===== Text provided

Page 1 of 1

Unique random number generation

Posted: Tue Aug 12, 2014 8:06 am
by aspiresam
Dear all,

I would like to ask for a suggestion for making a "unique" random number. For the nature of "rand()" and "random()", they are not aimed to create a unique random number.

As the population of the customer list is million scale, it is not ideal to use row number (@OUTROWNUM) as unique factor. Also, the most important problem is the same results for same customers by random function.

Is it needed to do it by routine? Also, I am thinking about my own seed...

Any suggestion?!?

Thanks.

Regards,
Sam

[Note: Changed topic title from Lucky Draw to be more specific - helps with searches later - Andy]

Posted: Tue Aug 12, 2014 9:10 am
by chulett
Why random? Why not just just a serial surrogate?

Re: Lucky Draw

Posted: Tue Aug 12, 2014 9:34 am
by chulett
aspiresam wrote:Also, the most important problem is the same results for same customers by random function.

==========
===== Entries

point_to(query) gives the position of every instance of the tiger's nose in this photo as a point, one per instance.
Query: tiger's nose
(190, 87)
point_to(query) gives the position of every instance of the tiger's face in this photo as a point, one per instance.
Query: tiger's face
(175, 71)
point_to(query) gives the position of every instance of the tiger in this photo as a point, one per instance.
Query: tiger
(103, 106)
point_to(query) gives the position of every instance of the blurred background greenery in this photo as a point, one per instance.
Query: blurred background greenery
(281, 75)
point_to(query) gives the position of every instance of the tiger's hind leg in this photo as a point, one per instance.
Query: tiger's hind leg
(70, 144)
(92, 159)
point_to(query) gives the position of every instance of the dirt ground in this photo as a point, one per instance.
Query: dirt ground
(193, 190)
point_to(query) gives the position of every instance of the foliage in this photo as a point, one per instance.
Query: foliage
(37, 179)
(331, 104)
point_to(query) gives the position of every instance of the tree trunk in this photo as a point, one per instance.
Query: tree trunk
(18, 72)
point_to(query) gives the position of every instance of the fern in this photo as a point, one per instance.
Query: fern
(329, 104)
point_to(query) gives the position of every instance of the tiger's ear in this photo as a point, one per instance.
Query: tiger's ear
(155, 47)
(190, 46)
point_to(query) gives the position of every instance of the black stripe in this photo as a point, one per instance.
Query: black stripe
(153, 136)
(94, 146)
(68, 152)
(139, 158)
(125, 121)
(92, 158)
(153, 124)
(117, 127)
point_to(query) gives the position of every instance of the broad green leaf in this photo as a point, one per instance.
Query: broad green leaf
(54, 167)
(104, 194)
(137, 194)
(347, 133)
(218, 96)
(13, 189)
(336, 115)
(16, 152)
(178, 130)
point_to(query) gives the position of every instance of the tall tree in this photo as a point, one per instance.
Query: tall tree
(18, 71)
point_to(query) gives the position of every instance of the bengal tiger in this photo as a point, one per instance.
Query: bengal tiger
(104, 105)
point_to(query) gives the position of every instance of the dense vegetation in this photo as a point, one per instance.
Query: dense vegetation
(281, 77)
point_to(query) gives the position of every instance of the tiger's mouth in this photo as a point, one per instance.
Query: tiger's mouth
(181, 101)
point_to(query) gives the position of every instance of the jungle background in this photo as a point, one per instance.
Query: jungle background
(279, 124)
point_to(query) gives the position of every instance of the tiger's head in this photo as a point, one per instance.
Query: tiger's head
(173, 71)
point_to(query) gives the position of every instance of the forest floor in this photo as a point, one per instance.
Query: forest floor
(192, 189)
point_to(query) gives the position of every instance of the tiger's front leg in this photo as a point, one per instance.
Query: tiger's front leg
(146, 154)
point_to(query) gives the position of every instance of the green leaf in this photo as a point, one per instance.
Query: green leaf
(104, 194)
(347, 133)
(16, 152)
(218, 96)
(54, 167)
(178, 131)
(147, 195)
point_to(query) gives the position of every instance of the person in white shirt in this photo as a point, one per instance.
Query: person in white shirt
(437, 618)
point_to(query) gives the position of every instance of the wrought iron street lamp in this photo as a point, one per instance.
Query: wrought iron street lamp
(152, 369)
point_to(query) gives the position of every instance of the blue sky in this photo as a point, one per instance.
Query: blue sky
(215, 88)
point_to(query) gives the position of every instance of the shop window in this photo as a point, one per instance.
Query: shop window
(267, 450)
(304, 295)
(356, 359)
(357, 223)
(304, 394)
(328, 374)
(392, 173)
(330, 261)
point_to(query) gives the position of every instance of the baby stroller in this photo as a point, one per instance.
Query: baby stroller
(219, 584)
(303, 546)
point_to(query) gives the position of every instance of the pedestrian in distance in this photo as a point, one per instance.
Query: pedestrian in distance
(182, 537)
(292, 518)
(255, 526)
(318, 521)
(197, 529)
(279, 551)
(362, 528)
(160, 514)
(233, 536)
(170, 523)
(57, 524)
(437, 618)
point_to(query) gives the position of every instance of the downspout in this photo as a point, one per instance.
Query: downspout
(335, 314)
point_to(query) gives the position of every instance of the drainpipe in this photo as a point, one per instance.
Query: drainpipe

==========

• **Exercise task**
Write out everything in the forum thread on unique random number generation above, from "Unique random number generation" down to "Any suggestion?!?".

• **Written response**
Unique random number generation

Posted: Tue Aug 12, 2014 8:06 am
by aspiresam
Dear all,

I would like to ask for a suggestion for making a "unique" random number. For the nature of "rand()" and "random()", they are not aimed to create a unique random number.

As the population of the customer list is million scale, it is not ideal to use row number (@OUTROWNUM) as unique factor. Also, the most important problem is the same results for same customers by random function.

Is it needed to do it by routine? Also, I am thinking about my own seed...

Any suggestion?!?